__INPUT RECORDS__:
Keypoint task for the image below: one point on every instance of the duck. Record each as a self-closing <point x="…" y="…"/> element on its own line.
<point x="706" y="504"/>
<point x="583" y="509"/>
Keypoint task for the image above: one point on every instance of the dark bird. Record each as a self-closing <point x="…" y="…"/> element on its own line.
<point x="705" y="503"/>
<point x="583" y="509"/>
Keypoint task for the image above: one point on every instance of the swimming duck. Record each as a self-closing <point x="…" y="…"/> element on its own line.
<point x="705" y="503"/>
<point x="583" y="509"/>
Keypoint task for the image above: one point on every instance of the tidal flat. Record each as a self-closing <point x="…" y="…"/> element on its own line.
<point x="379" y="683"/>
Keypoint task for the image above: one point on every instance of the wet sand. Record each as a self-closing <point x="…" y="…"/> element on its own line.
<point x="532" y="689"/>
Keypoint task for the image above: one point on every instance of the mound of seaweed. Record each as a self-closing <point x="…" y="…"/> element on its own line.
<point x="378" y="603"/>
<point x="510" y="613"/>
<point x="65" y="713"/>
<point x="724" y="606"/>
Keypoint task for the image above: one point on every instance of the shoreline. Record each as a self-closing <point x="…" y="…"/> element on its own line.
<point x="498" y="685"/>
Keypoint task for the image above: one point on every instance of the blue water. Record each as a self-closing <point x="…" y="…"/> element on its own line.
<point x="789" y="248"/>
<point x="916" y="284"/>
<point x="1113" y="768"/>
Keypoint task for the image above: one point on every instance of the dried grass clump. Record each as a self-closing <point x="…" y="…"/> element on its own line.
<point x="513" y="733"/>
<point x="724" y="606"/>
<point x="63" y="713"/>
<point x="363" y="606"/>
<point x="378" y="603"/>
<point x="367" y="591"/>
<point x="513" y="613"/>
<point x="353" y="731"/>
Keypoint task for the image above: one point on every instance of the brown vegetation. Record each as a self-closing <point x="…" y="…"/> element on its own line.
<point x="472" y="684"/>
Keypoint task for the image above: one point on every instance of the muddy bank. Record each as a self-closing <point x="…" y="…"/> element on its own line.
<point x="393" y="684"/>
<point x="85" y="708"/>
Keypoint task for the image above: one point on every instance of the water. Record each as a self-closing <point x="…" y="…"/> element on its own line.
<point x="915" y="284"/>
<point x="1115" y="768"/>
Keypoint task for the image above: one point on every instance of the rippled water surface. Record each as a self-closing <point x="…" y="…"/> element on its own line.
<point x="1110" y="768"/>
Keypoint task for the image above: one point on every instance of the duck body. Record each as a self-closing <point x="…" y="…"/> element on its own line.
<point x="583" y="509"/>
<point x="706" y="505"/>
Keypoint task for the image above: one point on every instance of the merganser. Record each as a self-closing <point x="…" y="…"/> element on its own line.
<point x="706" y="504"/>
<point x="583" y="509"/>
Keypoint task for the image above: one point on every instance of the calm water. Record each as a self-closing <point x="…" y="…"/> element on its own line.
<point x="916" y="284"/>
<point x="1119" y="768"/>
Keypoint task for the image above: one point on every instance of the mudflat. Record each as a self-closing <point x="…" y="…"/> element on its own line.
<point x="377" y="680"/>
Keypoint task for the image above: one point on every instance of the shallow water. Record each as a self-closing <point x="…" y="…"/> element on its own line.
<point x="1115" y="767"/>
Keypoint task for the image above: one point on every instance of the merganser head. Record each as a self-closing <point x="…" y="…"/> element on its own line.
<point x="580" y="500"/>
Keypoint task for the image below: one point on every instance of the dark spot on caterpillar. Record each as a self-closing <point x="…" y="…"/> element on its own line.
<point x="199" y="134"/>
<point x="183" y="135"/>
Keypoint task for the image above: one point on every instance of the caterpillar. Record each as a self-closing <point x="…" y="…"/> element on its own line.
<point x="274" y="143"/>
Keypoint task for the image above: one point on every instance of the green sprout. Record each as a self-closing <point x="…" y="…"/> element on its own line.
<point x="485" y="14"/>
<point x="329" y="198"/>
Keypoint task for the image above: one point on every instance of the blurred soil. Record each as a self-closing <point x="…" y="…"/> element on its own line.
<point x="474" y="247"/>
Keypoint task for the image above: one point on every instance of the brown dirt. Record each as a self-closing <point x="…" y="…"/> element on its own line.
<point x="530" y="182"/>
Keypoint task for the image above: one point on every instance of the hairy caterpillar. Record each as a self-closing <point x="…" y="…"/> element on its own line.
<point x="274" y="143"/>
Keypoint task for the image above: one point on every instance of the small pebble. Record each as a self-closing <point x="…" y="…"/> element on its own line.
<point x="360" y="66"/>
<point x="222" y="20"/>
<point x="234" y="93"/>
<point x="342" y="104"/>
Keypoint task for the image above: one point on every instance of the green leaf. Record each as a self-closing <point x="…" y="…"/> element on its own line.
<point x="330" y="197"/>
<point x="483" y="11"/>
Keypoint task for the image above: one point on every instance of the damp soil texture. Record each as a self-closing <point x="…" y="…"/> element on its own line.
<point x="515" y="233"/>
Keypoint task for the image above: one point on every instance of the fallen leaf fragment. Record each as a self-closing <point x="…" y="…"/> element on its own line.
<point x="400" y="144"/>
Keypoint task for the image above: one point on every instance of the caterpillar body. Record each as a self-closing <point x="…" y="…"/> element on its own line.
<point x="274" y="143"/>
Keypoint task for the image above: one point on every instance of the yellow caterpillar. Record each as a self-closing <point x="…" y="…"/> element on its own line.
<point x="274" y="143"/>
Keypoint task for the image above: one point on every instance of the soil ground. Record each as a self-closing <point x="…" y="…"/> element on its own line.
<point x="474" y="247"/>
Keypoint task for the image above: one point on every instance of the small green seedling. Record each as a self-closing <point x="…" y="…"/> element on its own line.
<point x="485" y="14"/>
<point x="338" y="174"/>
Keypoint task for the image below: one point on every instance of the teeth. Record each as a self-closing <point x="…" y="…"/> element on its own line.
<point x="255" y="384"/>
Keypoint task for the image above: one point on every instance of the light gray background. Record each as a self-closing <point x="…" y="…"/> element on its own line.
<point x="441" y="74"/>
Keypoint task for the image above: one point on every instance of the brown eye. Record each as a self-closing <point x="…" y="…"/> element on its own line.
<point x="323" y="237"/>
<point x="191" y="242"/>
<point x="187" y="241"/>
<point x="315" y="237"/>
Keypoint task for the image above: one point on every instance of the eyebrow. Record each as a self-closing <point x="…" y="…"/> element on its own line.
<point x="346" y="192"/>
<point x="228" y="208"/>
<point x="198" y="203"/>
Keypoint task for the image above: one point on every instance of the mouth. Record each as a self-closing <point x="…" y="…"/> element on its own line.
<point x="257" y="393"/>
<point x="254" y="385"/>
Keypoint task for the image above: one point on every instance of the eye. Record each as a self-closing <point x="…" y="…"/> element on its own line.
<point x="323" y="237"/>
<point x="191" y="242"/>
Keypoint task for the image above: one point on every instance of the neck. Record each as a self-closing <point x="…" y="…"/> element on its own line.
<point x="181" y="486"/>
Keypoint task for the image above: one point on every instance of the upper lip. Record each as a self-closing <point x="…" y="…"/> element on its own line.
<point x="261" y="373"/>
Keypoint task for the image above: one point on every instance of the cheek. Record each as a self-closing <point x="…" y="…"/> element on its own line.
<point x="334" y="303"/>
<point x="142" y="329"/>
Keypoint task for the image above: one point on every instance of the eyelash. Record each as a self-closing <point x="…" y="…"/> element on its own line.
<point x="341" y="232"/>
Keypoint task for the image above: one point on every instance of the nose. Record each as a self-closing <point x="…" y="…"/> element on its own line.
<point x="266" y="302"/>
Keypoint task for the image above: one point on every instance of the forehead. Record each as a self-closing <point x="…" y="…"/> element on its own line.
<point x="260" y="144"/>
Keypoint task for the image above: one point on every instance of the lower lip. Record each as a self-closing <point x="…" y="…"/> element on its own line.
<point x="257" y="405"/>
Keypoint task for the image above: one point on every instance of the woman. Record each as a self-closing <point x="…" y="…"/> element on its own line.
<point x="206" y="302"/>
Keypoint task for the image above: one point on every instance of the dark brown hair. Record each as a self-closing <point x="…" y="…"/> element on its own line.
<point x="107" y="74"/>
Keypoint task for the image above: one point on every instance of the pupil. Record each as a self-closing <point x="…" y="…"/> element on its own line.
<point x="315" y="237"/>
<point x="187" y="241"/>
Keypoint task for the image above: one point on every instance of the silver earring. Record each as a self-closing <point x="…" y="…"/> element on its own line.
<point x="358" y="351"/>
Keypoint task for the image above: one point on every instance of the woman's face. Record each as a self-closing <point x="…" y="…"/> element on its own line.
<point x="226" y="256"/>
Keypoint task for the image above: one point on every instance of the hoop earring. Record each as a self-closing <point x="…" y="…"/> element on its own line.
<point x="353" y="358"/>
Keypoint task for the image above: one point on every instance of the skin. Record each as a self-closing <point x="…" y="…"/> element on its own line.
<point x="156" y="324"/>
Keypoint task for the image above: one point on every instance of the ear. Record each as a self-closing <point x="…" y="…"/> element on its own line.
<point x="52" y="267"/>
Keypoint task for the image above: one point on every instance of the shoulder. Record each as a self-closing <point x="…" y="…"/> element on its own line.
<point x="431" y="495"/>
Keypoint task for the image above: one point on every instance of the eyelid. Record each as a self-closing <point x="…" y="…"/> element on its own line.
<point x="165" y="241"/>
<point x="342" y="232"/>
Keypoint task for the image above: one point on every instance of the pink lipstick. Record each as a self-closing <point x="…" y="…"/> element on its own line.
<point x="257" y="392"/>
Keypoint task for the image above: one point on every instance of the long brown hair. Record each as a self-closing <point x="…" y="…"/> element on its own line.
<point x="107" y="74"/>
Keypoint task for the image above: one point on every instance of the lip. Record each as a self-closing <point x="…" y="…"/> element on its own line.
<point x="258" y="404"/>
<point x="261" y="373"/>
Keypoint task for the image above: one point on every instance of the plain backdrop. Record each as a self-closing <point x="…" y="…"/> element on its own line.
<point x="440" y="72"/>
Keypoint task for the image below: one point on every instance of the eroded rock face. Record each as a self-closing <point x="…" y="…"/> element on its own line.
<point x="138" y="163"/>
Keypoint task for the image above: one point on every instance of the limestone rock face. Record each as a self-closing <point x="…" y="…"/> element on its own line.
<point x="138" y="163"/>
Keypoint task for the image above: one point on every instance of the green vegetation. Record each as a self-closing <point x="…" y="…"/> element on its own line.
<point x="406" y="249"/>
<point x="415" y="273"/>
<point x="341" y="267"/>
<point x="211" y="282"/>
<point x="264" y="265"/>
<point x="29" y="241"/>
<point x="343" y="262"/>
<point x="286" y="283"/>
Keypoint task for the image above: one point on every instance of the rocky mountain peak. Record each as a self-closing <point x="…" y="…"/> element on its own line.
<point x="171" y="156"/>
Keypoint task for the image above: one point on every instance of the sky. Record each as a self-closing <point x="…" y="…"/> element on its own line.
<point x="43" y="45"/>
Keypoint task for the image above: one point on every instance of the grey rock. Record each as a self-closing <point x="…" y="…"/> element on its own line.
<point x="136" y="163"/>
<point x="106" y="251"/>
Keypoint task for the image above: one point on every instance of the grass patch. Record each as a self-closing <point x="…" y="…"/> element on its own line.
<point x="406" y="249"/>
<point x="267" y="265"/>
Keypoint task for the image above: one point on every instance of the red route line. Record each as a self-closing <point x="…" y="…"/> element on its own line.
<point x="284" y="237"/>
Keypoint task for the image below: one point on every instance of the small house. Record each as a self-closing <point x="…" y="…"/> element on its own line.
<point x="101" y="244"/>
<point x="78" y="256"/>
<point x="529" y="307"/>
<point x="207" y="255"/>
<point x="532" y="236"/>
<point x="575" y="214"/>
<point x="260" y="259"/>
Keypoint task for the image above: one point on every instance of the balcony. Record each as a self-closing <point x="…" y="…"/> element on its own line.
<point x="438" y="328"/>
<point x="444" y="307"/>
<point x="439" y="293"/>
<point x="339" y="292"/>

__TO BE DONE__:
Go back to the data above and please quote exactly, and only, the lines from the line with "of the sky." through its last line.

__THE RESULT__:
Keypoint task for the image above: one point on every instance of the sky. Record each as a self-closing <point x="…" y="…"/> element on its own line.
<point x="43" y="45"/>
Keypoint task for the image above: one point on every instance of the grey rock. Record each as a self-closing <point x="…" y="…"/> element on its own line.
<point x="136" y="163"/>
<point x="106" y="251"/>
Keypoint task for the image above: one point on every instance of the grass patch. Record each as a self-closing <point x="…" y="…"/> element on its own line.
<point x="406" y="249"/>
<point x="267" y="265"/>
Keypoint task for the image above: one point on every instance of the red route line. Record each as a self-closing <point x="…" y="…"/> element on its own line.
<point x="284" y="237"/>
Keypoint task for the image below: one point on every instance of the small house. Record each as a self-closing <point x="…" y="…"/> element on its own line.
<point x="101" y="244"/>
<point x="78" y="256"/>
<point x="529" y="307"/>
<point x="207" y="255"/>
<point x="532" y="236"/>
<point x="575" y="214"/>
<point x="260" y="259"/>
Keypoint task for the image above: one point on every instance of the balcony. Record each as a self-closing <point x="…" y="…"/> element on its own line.
<point x="438" y="328"/>
<point x="444" y="307"/>
<point x="439" y="293"/>
<point x="339" y="292"/>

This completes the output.